--- INFORMATION SUPPLIED ---
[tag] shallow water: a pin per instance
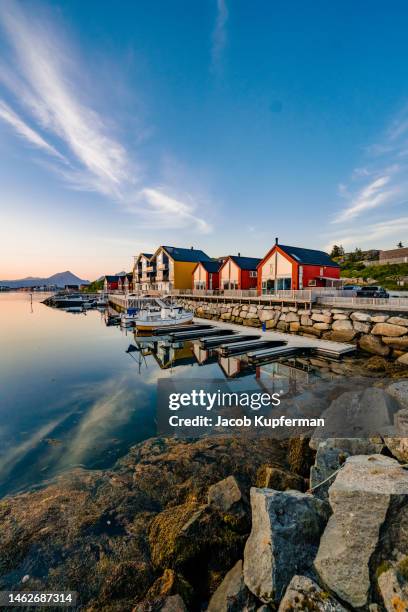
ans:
(71, 394)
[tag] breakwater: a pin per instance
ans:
(377, 333)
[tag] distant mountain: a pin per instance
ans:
(60, 280)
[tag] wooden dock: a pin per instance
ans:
(316, 345)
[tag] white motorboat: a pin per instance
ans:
(152, 313)
(168, 317)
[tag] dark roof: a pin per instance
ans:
(186, 254)
(246, 263)
(211, 266)
(309, 256)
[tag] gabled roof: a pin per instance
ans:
(308, 256)
(179, 254)
(245, 263)
(211, 266)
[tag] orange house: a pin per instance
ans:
(287, 267)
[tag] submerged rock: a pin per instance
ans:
(232, 595)
(394, 590)
(286, 528)
(90, 528)
(304, 594)
(399, 390)
(373, 344)
(368, 491)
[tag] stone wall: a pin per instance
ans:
(379, 334)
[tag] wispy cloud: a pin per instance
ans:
(24, 130)
(374, 194)
(219, 37)
(175, 212)
(371, 235)
(46, 84)
(380, 185)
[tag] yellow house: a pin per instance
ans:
(143, 272)
(174, 267)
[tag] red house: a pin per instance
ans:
(110, 283)
(206, 275)
(287, 267)
(238, 272)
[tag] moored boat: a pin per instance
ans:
(168, 317)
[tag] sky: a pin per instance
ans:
(217, 124)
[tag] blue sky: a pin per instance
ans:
(219, 124)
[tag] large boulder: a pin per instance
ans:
(304, 594)
(174, 603)
(398, 321)
(225, 494)
(393, 586)
(373, 344)
(286, 529)
(342, 325)
(232, 595)
(403, 359)
(328, 460)
(399, 390)
(321, 318)
(397, 443)
(364, 317)
(341, 335)
(388, 329)
(363, 328)
(368, 491)
(273, 477)
(331, 455)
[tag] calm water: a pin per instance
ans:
(71, 394)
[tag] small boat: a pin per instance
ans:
(167, 317)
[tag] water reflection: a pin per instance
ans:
(77, 390)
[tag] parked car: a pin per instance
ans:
(373, 291)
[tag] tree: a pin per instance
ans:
(337, 251)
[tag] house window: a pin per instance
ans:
(283, 284)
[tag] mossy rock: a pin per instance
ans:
(197, 542)
(171, 583)
(127, 579)
(275, 478)
(300, 456)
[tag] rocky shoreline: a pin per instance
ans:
(225, 523)
(384, 334)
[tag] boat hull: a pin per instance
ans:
(151, 325)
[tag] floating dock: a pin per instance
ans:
(189, 335)
(160, 331)
(277, 343)
(255, 357)
(211, 342)
(242, 347)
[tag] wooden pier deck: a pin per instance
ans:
(323, 347)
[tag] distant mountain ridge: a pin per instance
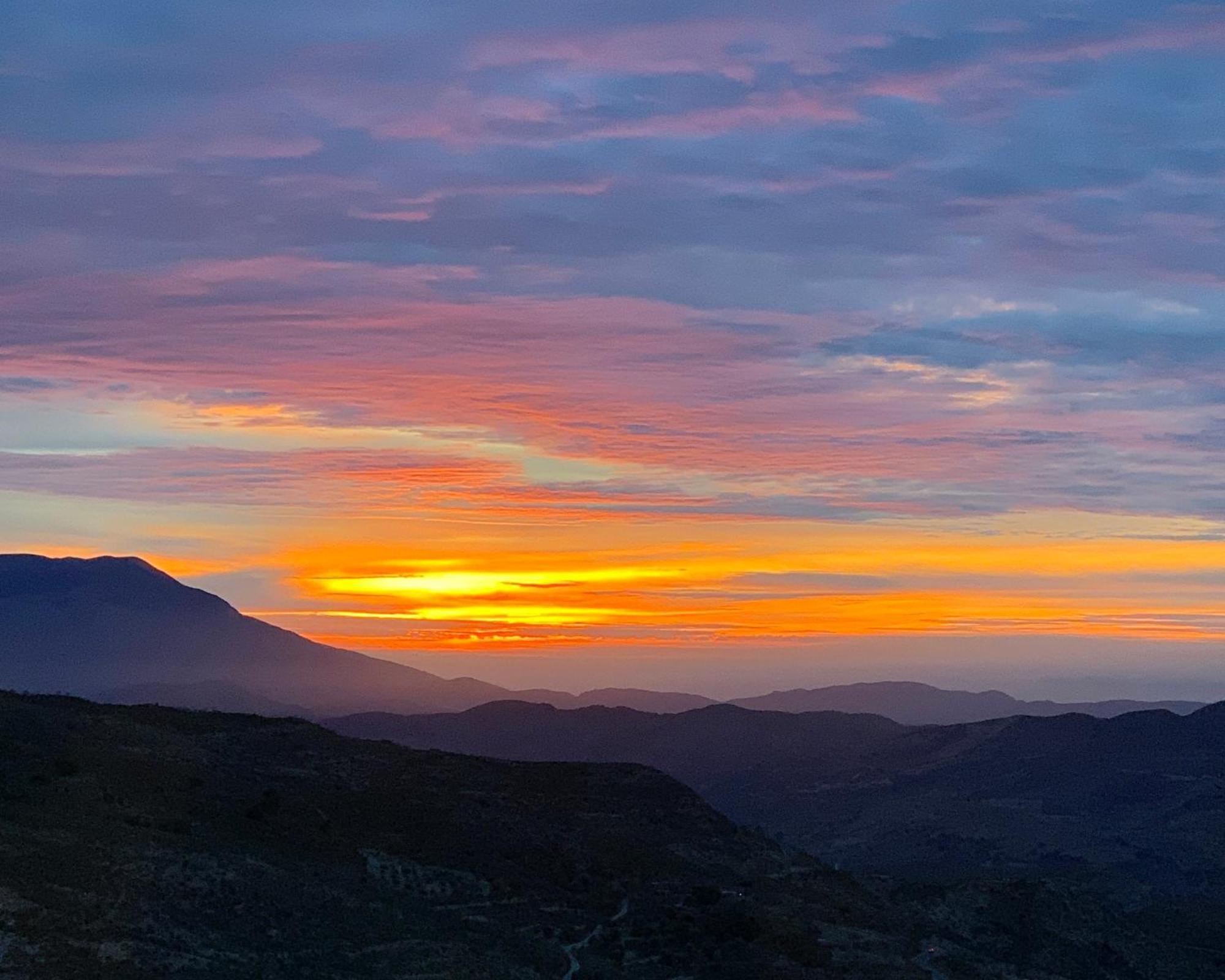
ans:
(914, 704)
(1134, 803)
(122, 630)
(119, 629)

--- WORK REQUIRED ---
Copy out every line of the records above verbatim, omitting the pictures.

--- FULL RESPONSE ---
[tag] shallow water: a pin per instance
ans:
(71, 394)
[tag] breakwater: a pin per instance
ans:
(377, 333)
[tag] distant mountain: a pin per instance
ans:
(60, 280)
[tag] wooden dock: a pin per instance
ans:
(316, 345)
[tag] white motorboat: a pin per instance
ans:
(152, 313)
(168, 317)
[tag] dark roof: a pin per instance
ans:
(186, 254)
(246, 263)
(211, 266)
(309, 256)
[tag] gabled roof: a pin per instance
ans:
(308, 256)
(179, 254)
(245, 263)
(211, 266)
[tag] orange house: a pin per instance
ans:
(287, 267)
[tag] submerged rock: a pin per instance
ans:
(232, 595)
(394, 590)
(286, 528)
(90, 528)
(304, 594)
(399, 390)
(373, 344)
(368, 491)
[tag] stone wall: a pin per instance
ans:
(379, 334)
[tag] wispy cloud: a pin per instance
ans:
(24, 130)
(374, 194)
(219, 37)
(175, 212)
(371, 235)
(46, 84)
(380, 185)
[tag] yellow house: a pin per instance
ans:
(143, 272)
(174, 267)
[tag] red house: a pin per instance
ans:
(110, 283)
(206, 275)
(287, 267)
(238, 272)
[tag] moored boat: a pin per instance
ans:
(168, 317)
[tag] sky: a pin per instance
ans:
(217, 124)
[tag] blue sky: a pin per instance
ans:
(219, 124)
[tag] large boulder: a pin per instance
ans:
(304, 594)
(174, 603)
(398, 321)
(225, 494)
(393, 586)
(373, 344)
(286, 529)
(342, 325)
(232, 595)
(403, 359)
(328, 460)
(399, 390)
(321, 318)
(397, 443)
(364, 317)
(341, 335)
(388, 329)
(363, 328)
(368, 491)
(273, 477)
(331, 455)
[tag] calm water: a pin per instance
ans:
(71, 394)
[tag] small boat: a pin per instance
ans:
(167, 317)
[tag] water reflection: a pin per instance
ans:
(77, 390)
[tag] parked car: a pin per instance
ans:
(373, 291)
[tag] tree: a pin per instance
ans:
(337, 251)
[tag] house window: a pin per instance
ans:
(283, 284)
[tag] mossy rock: a pin per instance
ans:
(197, 542)
(171, 583)
(127, 579)
(275, 478)
(300, 456)
[tag] rocky shoreline: a pin per instance
ans:
(225, 523)
(384, 334)
[tag] boat hull: a pin per instance
ans:
(151, 325)
[tag] floating dock: a pin per instance
ans:
(189, 335)
(160, 331)
(277, 343)
(255, 357)
(211, 342)
(242, 347)
[tag] wooden pier deck: a pin per instance
ans:
(323, 347)
[tag] distant mountain ridge: a pin per instance
ans:
(914, 704)
(1134, 803)
(122, 630)
(119, 629)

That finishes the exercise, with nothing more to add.